• _SUMBER_
◆ ◆ ◆ ◆ ◆ ◆ ◆

Golput Juga Suara Rakyat

  
OLEH: AYATULLOH MARSAI

[Banten Raya Post, 28 Mei 2011]

“kalau demokrasi sebagai sistem politik, maka pemimpin yang demokratis adalah seorang yang berasal dari rakyat (bukan dari kalangan bangsawan), diawasi oleh rakyat (bukan mengawasi dirinya sendiri), dan bekerja untuk rakyat (bukan untuk dirinya sendiri dan kelompok yang dekat dengan dirinya).” (Ignas Kleden).

Pemilihan Gubernur Banten tinggal beberapa bulan saja. Para calon sudah jauh-jauh hari “menjajakan dirinya”, baik langsung dirinya turun ke kerumunan massa maupun tidak langsung, melalui agen-agen pemasaran yang dipersiapkan. Kabarnya calon  terkuat gubernur yang maju dalam pemilu mendatang adalah Atut Chosiyah (Gubernur Banten sekarang) dan Wahidin Halim (Walikota Tangerang). Yang pasti masing-masing mesin politik semua calon tersebut sudah mulai “di-starter” untuk meraup simpati sebanyak mungkin dari rakyat.
Disamping simpati (suara) yang terakomodir oleh calon pada pemilu nanti, salah satu tajuk koran lokal Banten, 20 Mei 2011, “Suara Golput, Suara Tuhan,” memprediksikan menguatnya suara golput pada pemilukada Propinsi Banten mendatang. Bisa jadi prediksi ini benar. Sebab, dalam istilah filsafat, kebebasan memilih, juga membuka pilihan untuk tidak memilih. Apakah tidak memilih itu disebabkan kurangnya kesadaran rakyat berpolitik? Atau disebabkan jemu terhadap hasil politik yang ada?
Sejak sistem pemilu memungkinkan semua rakyat memilih langsung pemimpin Negara dan pemerintahan, kemungkinan tidak sadar politik, kecil sebagai pemicu gerakan golput.

◆ ◆ ◆ ◆ ◆ ◆ ◆

• _DAFTAR SOAL_
1. Menurut artikel tentang golput di atas, siapa saja yang kabarnya menjadi calon terkuat dalam pemilihan Gubernur Banten mendatang?
2. Teruskan artikel tentang golput pada pemilihan Gubernur Banten di atas, dimulai setelah kalimat terakhirnya.

• _DATA SUMBER_
◆ ◆ ◆ ◆ ◆ ◆ ◆

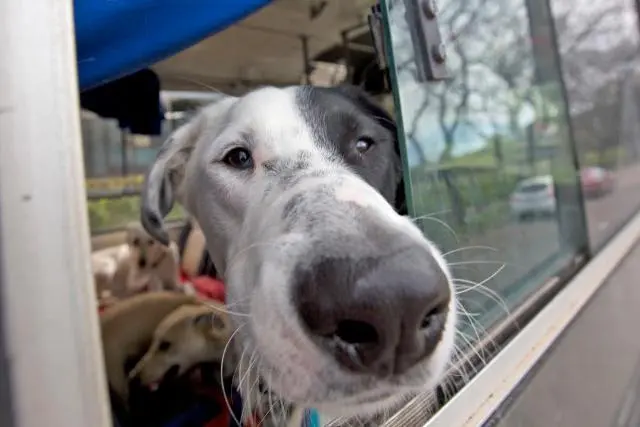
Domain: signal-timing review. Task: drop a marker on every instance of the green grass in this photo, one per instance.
(113, 213)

◆ ◆ ◆ ◆ ◆ ◆ ◆

• _JAWABAN_
1. Atut Chosiyah (Gubernur Banten) dan Wahidin Halim (Walikota Tangerang).

2.
Sebaliknya, gerakan golput lebih disebabkan oleh ketidakpercayaan rakyat kepada para pemimpin hasil pemilu. Mengingat hasil pemilu-pemilu sebelumnya tidak banyak berpengaruh pada kepentingan rakyat banyak. Hasil pemilu cendrung mencidrai amanat rakyat. Dengan kata lain, agaknya rakyat “calon pemilih golput”  ini sulit mempercayai  pemilu bisa menyelesaikan masalah kebangkrutan yang menggurita di segala bidang. Kesenjangan sosial, ekonomi, jalan rusak, kesenjangan pendidikan, minimnya kesehatan masyarakat, adalah sederet masalah yang belum terselesaikan oleh hasil pemilu sebelumnya.
Belum lagi masalah moral dan keteladanan kepemimpinan. Falsafah hidup sepi ing pamrih, hidup sederhana, bijaksana, mengutamakan kepentingan publik di atas pribadi dan keluarga juga golongan, sulit sekali kita temukan pada diri pemimpin-pemimpin kita. Bagaimana bisa pemilih cerdas memilih dalam kondisi dikepung oleh seribu fakta, pemilu selama ini tidak membawa perubahan lebih baik. Tidak menurunkan angka kemiskinan, tidak mengurangi pengangguran, tidak mengurangi jumlah anak putus sekolah, jalan rusak di mana-mana, masih banyak penderita gizi buruk dan silahkan cari yang lainnya. Adakah celah yang memikat pemilih cerdas untuk memilih pada pemilu mendatang?
Memang, tidak menutup kemungkinan calon pemilih golput, yang cerdas maupun yang kecewa, “jatuh cinta” kepada calon-calon baru. Sebab “track record” calon-calon baru ini belum banyak terpublikasikan, khususnya dalam hal kekurangannya. Dan pada saat yang sama, belum atau tidak sempat mengecewakan banyak orang. Berbeda dengan “stok lama,” riwayat kepemimpinannya sudah jelas terbentang dari awal memerintah sampai detik-detik akhir kepemimpinan. Terutama sederet kekurangan dan kelemahan semasa memerintah.
Tetapi, bukan rahasia lagi, politik negeri kita adalah politik pencitraan. Demikian politik yang sudah dikawinkan dengan ilmu marketing. Menjelang pemilu, politik bergerak bersama pakar pemasaran sehingga individu diubah menarik, baik, bersih dan sukses mengangkat derajat Negara lebih baik. Oleh karena itu dibutuhkan ketelatenan memilih produk politik seperti ini. Jangan sampai seperti pepatah “jatuh berulang kali pada lubang yang sama”.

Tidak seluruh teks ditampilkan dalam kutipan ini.